### Exercise material

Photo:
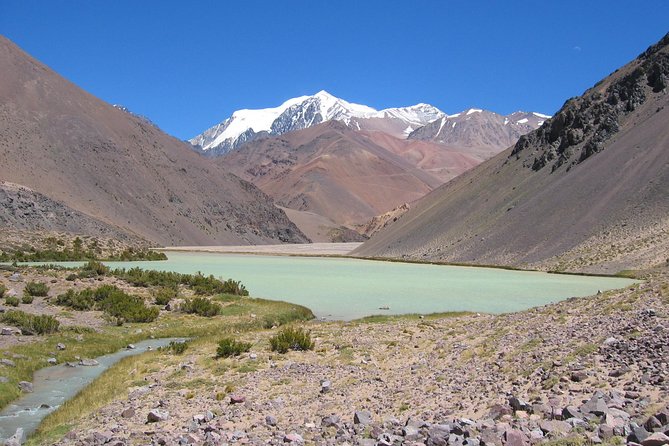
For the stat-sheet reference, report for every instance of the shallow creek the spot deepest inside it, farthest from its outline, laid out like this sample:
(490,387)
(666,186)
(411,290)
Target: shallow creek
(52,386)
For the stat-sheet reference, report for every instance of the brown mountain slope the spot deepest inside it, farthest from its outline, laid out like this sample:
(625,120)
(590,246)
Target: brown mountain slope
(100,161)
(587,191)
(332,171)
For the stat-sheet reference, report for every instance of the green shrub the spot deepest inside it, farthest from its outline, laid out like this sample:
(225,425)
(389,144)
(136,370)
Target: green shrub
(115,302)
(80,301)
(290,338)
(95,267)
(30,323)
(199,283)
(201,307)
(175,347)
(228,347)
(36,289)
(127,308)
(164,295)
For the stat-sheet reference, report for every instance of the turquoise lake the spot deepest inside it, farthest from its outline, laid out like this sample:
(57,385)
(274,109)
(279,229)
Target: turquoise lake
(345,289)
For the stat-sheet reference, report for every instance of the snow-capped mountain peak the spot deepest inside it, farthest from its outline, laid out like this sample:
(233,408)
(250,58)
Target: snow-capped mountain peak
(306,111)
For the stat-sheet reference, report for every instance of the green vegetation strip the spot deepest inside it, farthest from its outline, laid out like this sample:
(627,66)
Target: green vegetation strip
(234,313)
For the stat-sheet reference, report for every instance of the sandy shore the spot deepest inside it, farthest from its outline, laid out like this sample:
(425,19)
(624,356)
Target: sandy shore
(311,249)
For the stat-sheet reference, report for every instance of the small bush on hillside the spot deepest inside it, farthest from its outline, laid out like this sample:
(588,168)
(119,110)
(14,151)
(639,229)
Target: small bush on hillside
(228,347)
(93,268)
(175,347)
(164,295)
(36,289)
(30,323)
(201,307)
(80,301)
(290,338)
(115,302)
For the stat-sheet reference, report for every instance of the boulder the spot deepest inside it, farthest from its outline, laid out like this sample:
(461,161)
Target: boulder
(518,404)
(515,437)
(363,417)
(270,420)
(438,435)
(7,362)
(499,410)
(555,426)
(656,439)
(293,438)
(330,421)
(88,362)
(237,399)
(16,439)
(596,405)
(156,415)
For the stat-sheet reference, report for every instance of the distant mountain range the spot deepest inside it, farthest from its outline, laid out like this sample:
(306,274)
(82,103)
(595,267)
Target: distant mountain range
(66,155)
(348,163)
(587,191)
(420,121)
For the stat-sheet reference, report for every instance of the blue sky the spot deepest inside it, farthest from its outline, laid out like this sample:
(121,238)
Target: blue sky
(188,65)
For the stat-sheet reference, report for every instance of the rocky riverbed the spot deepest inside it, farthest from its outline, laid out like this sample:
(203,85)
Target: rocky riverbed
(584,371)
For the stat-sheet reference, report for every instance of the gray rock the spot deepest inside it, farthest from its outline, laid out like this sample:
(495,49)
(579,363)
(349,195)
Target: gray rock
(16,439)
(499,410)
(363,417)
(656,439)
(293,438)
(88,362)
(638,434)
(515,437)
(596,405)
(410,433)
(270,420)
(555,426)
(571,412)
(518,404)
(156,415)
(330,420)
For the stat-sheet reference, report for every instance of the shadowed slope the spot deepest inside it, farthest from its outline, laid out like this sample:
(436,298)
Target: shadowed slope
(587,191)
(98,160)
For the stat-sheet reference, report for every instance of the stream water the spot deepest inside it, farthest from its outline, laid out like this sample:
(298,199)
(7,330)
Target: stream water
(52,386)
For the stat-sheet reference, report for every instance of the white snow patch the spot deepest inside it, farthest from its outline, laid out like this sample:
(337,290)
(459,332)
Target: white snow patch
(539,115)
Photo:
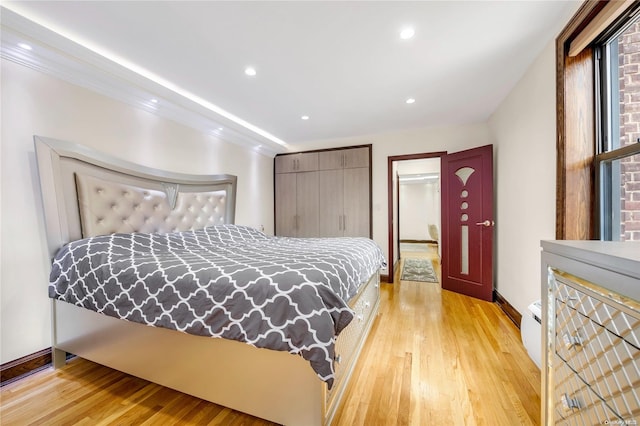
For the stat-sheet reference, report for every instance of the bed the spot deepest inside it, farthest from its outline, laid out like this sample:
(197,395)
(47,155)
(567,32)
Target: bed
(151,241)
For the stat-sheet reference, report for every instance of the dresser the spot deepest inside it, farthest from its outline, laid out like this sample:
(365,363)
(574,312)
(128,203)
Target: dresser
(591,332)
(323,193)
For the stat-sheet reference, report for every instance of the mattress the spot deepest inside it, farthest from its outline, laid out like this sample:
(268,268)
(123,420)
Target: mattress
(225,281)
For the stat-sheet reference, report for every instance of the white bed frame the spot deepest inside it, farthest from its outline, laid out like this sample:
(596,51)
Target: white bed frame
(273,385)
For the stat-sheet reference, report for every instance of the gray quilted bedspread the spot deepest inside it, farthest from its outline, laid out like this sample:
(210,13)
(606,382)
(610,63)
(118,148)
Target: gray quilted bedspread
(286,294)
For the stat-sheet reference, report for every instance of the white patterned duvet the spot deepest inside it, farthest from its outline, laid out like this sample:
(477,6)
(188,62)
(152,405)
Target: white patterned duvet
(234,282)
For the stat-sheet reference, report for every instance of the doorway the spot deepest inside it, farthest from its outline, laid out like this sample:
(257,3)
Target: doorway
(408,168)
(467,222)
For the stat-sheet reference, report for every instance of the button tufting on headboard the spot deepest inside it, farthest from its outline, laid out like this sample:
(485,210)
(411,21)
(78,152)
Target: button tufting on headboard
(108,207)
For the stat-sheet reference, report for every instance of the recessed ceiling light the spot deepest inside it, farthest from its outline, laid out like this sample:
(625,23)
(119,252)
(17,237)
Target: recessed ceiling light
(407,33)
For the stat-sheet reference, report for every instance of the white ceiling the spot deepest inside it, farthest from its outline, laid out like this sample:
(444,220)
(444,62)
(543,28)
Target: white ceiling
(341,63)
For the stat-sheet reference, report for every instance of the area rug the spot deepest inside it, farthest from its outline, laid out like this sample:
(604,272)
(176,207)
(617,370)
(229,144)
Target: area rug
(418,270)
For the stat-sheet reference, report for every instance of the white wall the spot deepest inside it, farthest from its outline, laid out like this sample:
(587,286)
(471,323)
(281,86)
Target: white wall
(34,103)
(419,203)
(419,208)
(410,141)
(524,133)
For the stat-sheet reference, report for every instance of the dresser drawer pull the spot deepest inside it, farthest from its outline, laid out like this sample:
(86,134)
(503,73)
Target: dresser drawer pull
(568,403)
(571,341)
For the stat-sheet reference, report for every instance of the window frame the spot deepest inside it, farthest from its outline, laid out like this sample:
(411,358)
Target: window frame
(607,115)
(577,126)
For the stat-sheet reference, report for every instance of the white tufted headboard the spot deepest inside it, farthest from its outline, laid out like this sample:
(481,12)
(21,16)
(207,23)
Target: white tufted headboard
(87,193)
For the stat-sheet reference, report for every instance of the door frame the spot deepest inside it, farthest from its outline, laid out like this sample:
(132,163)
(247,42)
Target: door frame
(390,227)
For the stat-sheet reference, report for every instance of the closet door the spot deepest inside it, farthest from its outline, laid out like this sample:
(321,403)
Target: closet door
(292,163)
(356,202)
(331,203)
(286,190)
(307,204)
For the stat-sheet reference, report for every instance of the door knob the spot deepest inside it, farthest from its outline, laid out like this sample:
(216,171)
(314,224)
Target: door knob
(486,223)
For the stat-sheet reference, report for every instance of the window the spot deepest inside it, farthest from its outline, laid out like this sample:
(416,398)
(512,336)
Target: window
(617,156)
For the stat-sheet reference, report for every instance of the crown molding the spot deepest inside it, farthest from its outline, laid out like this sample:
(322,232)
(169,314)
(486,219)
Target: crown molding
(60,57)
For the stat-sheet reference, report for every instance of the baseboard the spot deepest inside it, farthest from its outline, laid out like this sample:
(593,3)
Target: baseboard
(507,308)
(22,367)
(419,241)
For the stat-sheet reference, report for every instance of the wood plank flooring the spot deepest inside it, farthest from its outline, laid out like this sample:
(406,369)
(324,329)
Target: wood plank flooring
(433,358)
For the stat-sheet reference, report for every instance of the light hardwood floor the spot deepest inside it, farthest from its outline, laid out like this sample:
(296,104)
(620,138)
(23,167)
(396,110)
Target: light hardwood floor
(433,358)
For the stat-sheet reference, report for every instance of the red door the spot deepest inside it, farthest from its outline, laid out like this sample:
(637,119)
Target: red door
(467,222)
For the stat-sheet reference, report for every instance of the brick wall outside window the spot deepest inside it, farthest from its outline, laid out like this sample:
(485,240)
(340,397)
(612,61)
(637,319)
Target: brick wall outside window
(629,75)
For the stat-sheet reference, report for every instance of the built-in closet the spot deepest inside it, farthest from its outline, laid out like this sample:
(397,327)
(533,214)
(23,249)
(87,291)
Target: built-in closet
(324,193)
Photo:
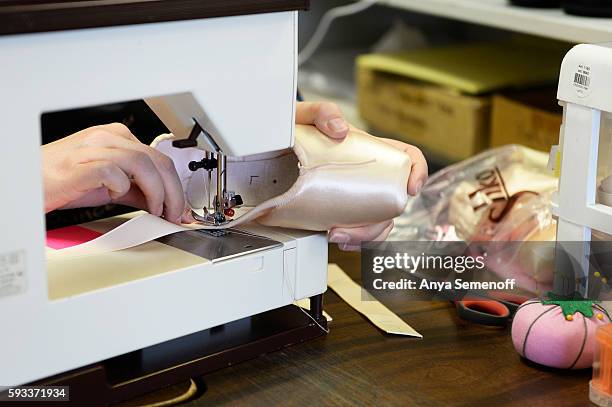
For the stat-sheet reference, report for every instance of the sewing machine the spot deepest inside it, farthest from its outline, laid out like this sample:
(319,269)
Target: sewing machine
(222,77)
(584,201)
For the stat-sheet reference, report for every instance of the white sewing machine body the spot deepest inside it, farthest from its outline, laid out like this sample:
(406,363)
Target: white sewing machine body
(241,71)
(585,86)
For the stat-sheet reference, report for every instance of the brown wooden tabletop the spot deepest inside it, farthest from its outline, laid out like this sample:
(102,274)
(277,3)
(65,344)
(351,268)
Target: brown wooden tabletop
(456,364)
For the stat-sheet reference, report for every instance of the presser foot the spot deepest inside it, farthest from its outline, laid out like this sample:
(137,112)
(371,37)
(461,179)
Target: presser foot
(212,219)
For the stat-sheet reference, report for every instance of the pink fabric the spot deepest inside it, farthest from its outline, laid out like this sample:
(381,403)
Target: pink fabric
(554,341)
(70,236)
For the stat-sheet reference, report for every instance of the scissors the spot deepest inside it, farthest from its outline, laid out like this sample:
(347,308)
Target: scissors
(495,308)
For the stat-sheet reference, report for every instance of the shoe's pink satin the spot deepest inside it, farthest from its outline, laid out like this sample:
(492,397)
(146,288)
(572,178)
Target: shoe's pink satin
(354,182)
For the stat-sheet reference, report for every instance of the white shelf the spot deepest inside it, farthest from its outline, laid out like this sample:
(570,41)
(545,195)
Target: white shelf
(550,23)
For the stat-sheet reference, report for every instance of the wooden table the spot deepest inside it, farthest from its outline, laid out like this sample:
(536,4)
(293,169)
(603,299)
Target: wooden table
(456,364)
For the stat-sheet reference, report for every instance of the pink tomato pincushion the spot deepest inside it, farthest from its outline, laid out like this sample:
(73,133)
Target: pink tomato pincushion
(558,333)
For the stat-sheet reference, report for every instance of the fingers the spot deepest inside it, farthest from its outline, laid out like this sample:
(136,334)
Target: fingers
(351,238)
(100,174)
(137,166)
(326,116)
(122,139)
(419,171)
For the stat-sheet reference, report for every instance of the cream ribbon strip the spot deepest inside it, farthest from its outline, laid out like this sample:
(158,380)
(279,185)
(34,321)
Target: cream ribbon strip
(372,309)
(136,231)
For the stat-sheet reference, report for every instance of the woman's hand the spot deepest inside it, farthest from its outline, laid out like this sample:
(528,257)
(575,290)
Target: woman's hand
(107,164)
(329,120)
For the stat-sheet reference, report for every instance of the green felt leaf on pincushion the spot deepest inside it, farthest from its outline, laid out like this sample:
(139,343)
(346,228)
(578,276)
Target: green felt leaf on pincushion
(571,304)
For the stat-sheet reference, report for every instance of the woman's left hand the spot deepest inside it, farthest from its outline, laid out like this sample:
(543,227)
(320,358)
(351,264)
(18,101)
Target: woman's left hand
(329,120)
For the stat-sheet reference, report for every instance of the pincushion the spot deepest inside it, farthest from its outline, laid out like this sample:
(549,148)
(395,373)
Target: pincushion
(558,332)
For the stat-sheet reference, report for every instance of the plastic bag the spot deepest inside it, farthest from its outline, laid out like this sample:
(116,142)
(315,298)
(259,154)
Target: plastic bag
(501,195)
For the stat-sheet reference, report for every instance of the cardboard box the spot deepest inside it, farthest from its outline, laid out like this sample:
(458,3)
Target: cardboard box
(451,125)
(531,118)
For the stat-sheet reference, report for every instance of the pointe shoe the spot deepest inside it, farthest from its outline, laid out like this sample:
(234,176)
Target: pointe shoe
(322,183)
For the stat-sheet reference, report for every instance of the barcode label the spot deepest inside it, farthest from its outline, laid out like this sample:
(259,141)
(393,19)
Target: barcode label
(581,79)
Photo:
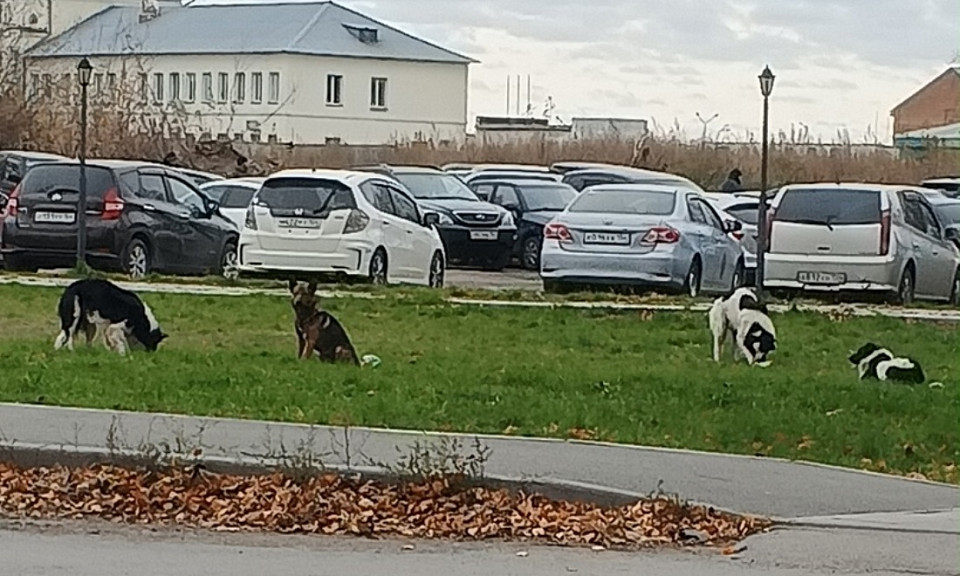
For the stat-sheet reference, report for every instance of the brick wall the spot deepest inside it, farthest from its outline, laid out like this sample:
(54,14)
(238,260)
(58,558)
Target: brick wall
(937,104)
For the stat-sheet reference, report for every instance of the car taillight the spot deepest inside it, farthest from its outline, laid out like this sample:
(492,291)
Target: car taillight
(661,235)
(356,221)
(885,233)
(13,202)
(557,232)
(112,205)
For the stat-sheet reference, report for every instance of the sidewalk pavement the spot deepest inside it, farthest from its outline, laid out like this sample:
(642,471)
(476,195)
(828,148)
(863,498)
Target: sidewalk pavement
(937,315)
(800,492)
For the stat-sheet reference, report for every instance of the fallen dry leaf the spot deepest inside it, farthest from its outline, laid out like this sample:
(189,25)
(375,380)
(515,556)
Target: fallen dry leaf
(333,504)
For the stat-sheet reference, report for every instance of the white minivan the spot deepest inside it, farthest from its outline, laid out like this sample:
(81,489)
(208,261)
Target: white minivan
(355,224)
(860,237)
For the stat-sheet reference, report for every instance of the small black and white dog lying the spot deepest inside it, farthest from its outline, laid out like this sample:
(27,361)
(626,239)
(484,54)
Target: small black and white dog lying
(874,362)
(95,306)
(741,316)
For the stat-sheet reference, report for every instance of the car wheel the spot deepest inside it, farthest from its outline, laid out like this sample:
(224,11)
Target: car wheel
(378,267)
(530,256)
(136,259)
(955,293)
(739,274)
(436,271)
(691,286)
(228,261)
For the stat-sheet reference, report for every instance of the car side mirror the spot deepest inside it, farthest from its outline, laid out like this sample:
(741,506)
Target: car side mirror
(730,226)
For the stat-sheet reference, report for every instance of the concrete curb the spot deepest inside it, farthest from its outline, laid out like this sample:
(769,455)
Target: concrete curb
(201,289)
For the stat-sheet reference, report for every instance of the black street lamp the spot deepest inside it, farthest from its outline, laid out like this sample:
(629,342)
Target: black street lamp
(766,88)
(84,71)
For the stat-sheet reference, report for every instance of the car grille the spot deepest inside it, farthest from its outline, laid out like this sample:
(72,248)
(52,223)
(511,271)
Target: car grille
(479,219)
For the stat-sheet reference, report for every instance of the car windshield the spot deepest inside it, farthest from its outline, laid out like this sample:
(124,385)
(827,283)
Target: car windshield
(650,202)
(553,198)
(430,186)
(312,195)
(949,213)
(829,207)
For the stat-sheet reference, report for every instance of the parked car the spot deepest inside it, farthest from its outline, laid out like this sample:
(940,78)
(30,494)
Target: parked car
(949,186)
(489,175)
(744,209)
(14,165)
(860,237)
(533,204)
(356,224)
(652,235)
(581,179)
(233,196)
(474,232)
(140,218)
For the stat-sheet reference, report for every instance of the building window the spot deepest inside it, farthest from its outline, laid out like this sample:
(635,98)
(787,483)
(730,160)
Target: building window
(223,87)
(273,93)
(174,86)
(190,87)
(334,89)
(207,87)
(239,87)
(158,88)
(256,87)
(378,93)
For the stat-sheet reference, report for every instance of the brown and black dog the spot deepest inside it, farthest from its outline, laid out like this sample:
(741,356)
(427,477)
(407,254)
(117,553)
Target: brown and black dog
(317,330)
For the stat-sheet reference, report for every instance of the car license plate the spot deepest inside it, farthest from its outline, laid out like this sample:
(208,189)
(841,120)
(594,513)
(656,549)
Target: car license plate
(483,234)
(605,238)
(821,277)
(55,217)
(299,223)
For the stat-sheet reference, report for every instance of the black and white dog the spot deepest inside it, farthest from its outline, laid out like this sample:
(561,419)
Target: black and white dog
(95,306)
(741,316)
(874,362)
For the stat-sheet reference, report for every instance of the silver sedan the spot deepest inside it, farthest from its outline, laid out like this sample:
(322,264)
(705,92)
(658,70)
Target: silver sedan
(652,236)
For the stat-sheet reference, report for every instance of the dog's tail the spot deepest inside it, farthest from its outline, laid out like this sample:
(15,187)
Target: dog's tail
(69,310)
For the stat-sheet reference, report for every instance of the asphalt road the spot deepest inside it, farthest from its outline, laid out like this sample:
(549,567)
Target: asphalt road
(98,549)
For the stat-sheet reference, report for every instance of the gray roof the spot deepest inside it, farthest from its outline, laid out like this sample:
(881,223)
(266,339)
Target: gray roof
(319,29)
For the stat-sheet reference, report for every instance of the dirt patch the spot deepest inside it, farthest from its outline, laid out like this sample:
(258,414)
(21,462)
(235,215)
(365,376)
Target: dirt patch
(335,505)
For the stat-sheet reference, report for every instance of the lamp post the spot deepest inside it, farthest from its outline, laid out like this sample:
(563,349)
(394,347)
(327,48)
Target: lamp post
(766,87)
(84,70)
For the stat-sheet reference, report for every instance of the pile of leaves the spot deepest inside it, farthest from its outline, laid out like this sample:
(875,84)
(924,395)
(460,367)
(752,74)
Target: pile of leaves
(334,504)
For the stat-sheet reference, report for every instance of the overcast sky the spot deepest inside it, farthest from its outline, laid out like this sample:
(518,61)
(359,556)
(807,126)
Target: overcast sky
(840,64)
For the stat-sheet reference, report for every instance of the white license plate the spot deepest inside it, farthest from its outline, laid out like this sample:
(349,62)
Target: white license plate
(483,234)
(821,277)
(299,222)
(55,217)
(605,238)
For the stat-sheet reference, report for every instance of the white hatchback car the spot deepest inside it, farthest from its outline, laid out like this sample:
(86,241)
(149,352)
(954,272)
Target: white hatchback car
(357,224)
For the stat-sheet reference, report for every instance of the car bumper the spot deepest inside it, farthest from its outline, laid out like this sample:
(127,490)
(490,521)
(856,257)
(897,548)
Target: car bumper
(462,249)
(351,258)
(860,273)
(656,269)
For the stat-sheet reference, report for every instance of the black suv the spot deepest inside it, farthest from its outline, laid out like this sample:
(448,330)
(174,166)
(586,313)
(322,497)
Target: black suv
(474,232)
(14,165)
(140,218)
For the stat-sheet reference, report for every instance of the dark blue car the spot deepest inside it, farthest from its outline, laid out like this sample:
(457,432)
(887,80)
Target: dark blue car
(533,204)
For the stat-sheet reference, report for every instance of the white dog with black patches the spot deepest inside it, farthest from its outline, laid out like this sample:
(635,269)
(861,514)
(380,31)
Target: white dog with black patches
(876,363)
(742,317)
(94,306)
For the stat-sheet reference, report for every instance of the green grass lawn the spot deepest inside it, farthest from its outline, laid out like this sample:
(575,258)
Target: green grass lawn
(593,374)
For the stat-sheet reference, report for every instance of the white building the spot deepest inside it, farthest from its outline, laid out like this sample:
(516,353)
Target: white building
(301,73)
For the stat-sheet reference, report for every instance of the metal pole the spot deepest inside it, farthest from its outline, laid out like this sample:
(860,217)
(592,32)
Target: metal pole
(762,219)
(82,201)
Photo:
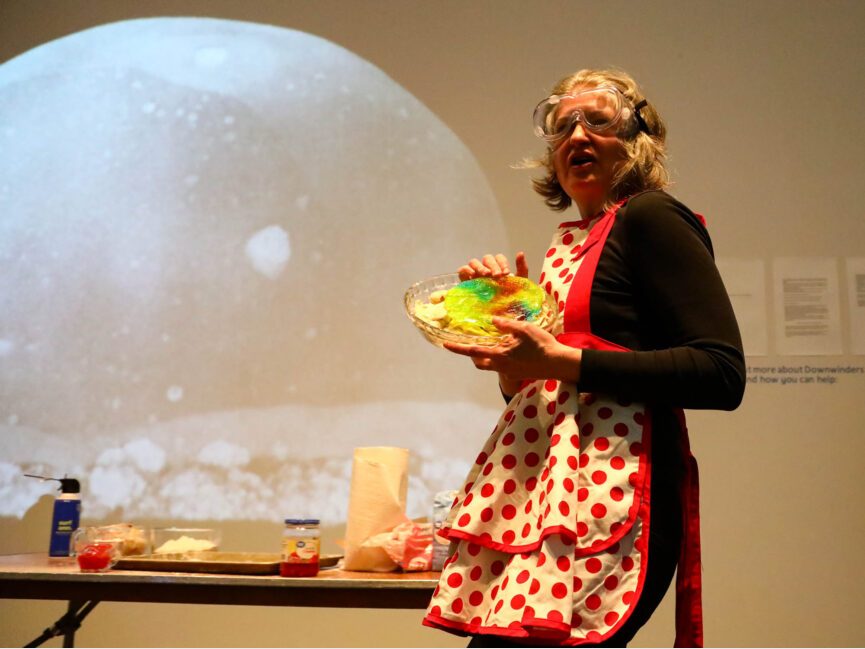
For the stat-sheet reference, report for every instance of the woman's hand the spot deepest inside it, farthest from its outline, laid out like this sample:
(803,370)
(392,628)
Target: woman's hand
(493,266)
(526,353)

######

* Direction *
From the line that holds "of the dark" to the last line of the records, please copy each line exactly and nothing else. Pictures stay out.

* Solution *
For the stat-sheet reference, report for every instance of the dark blue car the spot deepest inside it, farthest from its outline, laid out like this sample:
(457,432)
(887,80)
Target: dark blue car
(533,204)
For the stat-sheet reference, report for every instance of the white dog with black patches the spot deepest inside it, farthest from its outline, laid out like this sample:
(635,269)
(861,514)
(380,31)
Target: white dog with black patches
(876,363)
(742,317)
(94,306)
For the stat-sheet reference, report for every instance of the green grass lawn the spot deepest inside it, farthest from its outline, laid out like this sample:
(575,258)
Target: green grass lawn
(593,374)
For the stat-sheet reference, report for every instance of the white building the spot deepest inside it, farthest from its outline, laid out like this sample:
(516,353)
Target: white building
(301,73)
For the stat-sheet reference, report for every instance of the metal pole the spot deepest inside it, farthest from its outline, laid out like this sample:
(860,217)
(592,32)
Target: metal pole
(762,219)
(82,201)
Photo:
For the stat-sheet reference, report for every instance of the woman's hand the spot deepest inside it, farthest from its outline, laid out like this sample:
(803,370)
(392,628)
Target: woman's hand
(493,266)
(526,353)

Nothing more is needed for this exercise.